→ **Extrait du document**:
==================================================

Le véritable Saint Genest/Notice

Le véritable Saint Genest
Œuvres de Jean de RotrouTh. DesoerTome V (p. 3-5).



NOTICE
HISTORIQUE ET LITTÉRAIRE
SUR SAINT GENEST.

Séparateur


L’empereur Dioclétien accorde sa fille à Maximin, revenu vainqueur de l’Inde. Des fêtes ont lieu à l’occasion de ce mariage, et une représentation théâtrale en fait partie. Le martyre d’Adrien, que Maximin avoit condamné à mort en haine de la foi, est le sujet d’une tragédie dont Genest, acteur célèbre, remplit le principal rôle. Un théâtre s’élève au fond de la scène, où, après une répétition et des préparatifs dans lesquels le machiniste et les décorateurs paroissent, la cour vient assister à la tragédie. Genest commence son rôle avec les applaudissemens des spectateurs ; mais au moment où dans la pièce qu’il représente on lui promet des honneurs s’il veut renoncer au vrai Dieu, frappé tout à coup de la grâce, ce n’est plus Adrien, c’est Genest qui parle pour lui-même : il insulte aux dieux du Capitole ; ses interlocuteurs troublés attendent en vain leur réclame, la pièce est interrompue : il déclare enfin qu’il adopte les sentimens qu’il n’avoit fait qu’exprimer. Dioclétien irrité le condamne au supplice, et Genest reçoit la couronne du martyre.

Le talent original de Rotrou se décèle tout entier dans la conception de cette singulière tragédie qui renferme, ce me semble, plusieurs des conditions de ce que l’on nomme aujourd’hui le romantique. À des événemens politiques, Rotrou a su joindre des peintures exactes et naïves d’intrigues de coulisses et des discussions littéraires dans lesquelles il a su faire entrer avec adresse l’éloge des ouvrages de Corneille, son élève et son ami : l’intérêt que l’on porte à son personnage principal n’est point affoibli par ces digressions, que l’on a reprochées à Rotrou comme étrangères à son sujet, mais qui cependant s’y rattachent naturellement. Il est peut-être digne de remarque que cette variété de tons employée par Rotrou, que la vérité des divers sentimens qu’il a décrits et mis en jeu, furent la cause principale de l’oubli dans lequel est tombée cette tragédie ; cette même raison deviendroit aujourd’hui un sujet d’éloges de la part des littérateurs qui cherchent à introduire une plus grande liberté dans notre système dramatique. Rotrou pourroit du moins les dispenser de chercher des exemples chez l’étranger.

Voltaire a comparé plusieurs endroits de Polyeucte avec quelques-uns de Saint Genest, et souvent à l’avantage de cette dernière tragédie.

==================================================

→ **Données recueillies**:
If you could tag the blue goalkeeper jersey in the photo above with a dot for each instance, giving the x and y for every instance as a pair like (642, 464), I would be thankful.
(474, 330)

==================================================

→ **Consigne**:
D'après l'extrait du document, quel personnage Genest joue-t-il dans la tragédie représentée devant la cour ?

→ **Réponse ci-dessous**:
Il joue Adrien, dont le martyre est le sujet de la tragédie.